Reproduce verbatim the stretch of the material below running from the line containing "Target: dark foreground water surface" through the last line of the material, both included.

****************

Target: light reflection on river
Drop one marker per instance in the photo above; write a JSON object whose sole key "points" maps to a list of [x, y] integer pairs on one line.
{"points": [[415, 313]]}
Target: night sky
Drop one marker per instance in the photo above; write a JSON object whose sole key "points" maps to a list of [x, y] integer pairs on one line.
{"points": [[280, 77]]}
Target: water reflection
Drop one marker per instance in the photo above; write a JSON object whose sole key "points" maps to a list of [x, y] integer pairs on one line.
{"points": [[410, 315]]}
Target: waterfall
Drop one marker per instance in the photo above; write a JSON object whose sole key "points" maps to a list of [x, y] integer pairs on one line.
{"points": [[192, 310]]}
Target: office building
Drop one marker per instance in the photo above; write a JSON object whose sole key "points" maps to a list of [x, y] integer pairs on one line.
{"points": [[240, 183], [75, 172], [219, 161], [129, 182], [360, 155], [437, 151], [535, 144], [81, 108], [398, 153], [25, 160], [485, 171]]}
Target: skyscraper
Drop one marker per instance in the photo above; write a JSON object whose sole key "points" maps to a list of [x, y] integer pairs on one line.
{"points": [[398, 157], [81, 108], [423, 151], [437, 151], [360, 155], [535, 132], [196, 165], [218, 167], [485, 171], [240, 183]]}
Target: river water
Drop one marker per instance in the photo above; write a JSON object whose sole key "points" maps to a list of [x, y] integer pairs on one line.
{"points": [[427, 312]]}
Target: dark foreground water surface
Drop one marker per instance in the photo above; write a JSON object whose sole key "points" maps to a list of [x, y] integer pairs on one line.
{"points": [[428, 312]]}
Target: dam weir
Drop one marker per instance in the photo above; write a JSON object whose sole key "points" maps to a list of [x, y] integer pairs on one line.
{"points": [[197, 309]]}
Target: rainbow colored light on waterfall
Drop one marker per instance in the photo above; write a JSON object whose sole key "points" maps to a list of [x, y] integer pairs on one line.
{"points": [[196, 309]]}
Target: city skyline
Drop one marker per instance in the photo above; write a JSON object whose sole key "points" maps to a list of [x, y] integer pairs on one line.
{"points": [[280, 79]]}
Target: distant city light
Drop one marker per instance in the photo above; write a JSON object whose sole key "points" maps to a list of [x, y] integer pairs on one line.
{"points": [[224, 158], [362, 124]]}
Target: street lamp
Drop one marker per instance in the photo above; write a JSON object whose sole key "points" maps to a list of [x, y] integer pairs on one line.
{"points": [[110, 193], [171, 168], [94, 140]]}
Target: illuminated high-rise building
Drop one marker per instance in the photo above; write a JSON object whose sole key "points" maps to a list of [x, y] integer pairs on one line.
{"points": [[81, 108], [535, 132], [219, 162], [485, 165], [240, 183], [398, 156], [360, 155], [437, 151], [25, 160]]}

****************

### Response for this exercise
Target: dark foreground water surface
Drop one marker per instance in the photo above; write a JSON object whose sole key "points" maps to a list of [x, y] integer pairs on one line.
{"points": [[428, 312]]}
Target: dam weir
Drop one marker per instance in the photo above; write a JSON object whose sole key "points" maps to a list of [x, y] integer pairs on one line.
{"points": [[197, 309]]}
Target: rainbow colored light on waterfall
Drop one marker per instance in the photo above; write a JSON object whose sole key "points" maps to a list of [x, y] integer pairs on one line.
{"points": [[196, 309]]}
Target: city skyline
Drop one marker per instance in the photo above; write a JSON object whose sole key "points" maps to a list of [x, y] integer pairs on one line.
{"points": [[280, 79]]}
Target: distant city light
Drop one marker per instance in the photo above; write a JSON object whose sole key "points" maps to a list of [x, y] integer pairs on one line.
{"points": [[224, 158], [362, 124]]}
Target: street lamp
Drop one marker per instance in the photo above; write a JSON object whose sole key "points" maps to a list of [x, y] integer pairs on one line.
{"points": [[110, 193], [171, 168], [94, 140]]}
Target: illuminated high-rise building
Drop one marker per instance in the photo above; write a JSON object whose sole key "points" maps to a list of [x, y] integer pairs on one line.
{"points": [[81, 108], [535, 132], [219, 162], [485, 165], [240, 183], [398, 156], [360, 155], [437, 151], [25, 160]]}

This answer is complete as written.